:: Entries supplied ::

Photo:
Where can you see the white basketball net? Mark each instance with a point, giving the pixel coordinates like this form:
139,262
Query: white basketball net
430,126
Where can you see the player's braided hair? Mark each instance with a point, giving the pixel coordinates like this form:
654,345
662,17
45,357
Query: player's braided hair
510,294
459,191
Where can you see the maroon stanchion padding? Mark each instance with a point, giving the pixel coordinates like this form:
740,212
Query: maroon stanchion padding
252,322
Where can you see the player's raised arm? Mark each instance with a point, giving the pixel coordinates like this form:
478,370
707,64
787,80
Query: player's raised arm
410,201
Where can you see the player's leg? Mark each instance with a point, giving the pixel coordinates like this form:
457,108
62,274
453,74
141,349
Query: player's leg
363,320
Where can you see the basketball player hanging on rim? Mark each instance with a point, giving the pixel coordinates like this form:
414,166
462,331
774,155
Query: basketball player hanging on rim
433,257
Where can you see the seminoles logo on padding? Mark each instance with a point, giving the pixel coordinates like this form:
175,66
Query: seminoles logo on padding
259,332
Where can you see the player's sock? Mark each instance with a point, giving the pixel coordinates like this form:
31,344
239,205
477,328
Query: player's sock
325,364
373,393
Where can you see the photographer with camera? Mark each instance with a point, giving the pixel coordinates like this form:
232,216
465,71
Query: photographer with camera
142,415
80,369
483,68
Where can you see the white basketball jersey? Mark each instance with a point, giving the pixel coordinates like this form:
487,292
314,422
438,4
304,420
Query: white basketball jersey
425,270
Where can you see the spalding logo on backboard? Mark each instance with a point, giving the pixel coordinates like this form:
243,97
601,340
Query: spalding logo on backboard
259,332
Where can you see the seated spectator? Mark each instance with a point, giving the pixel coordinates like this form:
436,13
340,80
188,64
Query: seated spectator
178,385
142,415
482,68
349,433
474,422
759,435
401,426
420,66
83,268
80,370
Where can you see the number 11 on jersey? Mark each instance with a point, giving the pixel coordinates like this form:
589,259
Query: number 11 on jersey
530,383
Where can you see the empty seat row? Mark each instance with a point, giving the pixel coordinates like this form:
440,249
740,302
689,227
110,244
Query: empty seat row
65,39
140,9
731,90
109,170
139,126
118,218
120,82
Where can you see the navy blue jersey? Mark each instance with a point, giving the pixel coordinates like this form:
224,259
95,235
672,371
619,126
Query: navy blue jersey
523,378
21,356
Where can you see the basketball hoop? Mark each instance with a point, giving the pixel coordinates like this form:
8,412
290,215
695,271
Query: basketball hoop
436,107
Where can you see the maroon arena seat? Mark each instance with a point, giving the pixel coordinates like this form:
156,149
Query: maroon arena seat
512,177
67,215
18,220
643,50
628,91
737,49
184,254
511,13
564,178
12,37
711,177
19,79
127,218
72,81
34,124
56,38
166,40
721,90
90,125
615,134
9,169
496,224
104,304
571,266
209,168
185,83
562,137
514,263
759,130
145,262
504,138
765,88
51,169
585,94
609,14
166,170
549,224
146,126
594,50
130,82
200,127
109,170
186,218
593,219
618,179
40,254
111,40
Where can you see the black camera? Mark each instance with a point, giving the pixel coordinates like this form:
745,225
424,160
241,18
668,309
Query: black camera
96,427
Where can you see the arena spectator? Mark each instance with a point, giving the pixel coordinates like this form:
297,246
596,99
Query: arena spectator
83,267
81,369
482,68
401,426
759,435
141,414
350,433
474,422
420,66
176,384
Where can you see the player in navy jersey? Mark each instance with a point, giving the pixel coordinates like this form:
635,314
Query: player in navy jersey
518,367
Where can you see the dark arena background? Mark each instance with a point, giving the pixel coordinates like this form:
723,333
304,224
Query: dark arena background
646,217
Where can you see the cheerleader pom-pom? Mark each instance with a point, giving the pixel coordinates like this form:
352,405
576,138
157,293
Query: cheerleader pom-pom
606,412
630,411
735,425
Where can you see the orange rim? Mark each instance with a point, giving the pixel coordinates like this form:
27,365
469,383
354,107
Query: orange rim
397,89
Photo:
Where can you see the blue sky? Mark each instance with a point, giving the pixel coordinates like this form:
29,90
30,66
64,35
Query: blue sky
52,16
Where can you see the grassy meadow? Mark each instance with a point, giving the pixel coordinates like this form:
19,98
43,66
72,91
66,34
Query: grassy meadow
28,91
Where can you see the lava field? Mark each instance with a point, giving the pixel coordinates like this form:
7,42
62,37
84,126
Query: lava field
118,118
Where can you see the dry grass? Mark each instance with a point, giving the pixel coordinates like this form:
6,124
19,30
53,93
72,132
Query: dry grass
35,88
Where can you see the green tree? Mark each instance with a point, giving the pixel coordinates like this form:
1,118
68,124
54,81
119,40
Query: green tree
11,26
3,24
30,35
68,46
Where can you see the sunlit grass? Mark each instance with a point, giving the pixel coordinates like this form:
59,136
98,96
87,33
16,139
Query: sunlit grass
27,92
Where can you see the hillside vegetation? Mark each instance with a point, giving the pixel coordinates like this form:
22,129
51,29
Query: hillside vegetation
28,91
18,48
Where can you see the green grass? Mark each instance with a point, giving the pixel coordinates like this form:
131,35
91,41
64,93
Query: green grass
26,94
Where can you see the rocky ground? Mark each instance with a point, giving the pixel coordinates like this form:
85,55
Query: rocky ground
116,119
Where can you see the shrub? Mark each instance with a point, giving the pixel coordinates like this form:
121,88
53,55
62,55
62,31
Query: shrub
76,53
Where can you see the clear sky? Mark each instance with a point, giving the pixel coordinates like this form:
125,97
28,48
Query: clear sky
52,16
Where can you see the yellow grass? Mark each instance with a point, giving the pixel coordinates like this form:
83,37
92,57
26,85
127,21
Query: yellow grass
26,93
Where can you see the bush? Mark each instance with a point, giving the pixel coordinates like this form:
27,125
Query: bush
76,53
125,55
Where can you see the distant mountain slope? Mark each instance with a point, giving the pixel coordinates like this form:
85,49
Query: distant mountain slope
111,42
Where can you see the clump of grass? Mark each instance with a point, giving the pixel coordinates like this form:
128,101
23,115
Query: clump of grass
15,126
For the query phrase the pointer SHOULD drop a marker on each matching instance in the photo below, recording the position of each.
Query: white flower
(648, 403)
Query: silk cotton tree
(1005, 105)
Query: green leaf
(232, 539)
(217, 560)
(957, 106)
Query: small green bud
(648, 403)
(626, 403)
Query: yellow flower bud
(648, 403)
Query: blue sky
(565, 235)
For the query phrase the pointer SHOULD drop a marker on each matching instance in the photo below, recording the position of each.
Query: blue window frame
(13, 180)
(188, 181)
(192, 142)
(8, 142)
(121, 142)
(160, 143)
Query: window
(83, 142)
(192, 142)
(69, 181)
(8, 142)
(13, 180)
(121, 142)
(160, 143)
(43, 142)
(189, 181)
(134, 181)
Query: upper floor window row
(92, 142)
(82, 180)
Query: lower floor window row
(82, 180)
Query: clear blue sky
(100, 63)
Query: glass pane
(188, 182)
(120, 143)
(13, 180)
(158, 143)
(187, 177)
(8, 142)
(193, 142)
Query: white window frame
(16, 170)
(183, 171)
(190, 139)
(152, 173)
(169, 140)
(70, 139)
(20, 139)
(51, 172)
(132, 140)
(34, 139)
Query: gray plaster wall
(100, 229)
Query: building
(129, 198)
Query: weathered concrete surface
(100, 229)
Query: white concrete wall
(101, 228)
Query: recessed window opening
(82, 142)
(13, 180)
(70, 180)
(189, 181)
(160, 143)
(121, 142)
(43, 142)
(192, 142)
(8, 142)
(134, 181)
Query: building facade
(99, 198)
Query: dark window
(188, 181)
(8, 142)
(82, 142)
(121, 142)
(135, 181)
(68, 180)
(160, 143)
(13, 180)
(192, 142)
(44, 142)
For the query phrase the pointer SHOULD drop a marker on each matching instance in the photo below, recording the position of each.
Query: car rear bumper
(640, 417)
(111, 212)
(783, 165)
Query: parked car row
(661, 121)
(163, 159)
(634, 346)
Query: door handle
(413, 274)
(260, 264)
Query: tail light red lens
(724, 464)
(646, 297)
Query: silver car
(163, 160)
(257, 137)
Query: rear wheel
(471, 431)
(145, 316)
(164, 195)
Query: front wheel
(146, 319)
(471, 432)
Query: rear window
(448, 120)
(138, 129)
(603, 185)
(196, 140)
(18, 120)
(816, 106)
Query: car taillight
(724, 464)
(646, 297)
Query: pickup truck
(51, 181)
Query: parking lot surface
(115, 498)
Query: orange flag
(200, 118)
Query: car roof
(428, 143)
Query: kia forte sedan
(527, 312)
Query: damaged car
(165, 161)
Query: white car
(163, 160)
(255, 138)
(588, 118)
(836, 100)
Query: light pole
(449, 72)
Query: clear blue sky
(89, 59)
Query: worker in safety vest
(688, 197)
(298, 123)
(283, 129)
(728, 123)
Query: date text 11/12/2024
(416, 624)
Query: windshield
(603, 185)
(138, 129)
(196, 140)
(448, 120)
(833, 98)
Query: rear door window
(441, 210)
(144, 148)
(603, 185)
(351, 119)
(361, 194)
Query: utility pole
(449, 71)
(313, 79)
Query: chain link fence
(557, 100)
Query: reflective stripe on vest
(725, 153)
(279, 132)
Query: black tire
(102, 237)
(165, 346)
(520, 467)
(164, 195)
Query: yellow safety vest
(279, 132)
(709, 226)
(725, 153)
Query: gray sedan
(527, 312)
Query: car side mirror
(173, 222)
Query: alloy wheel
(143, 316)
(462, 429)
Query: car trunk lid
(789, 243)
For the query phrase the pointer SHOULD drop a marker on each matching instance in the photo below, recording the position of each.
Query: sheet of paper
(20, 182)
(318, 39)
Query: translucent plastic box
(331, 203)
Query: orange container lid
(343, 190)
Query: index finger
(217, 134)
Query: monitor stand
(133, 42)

:::

What to produce - The lines to copy run from the one containing "Query: alloy wheel" through the last line above. Copy them exactly and include nothing else.

The answer -
Query: alloy wheel
(143, 316)
(462, 429)
Query: car trunk lid
(789, 243)
For the query phrase the pointer SHOULD drop a marker on each matching instance in the photo below, recording the position of each.
Query: sheet of paper
(20, 182)
(318, 39)
Query: translucent plastic box
(331, 203)
Query: orange container lid
(343, 190)
Query: index finger
(217, 134)
Query: monitor stand
(133, 42)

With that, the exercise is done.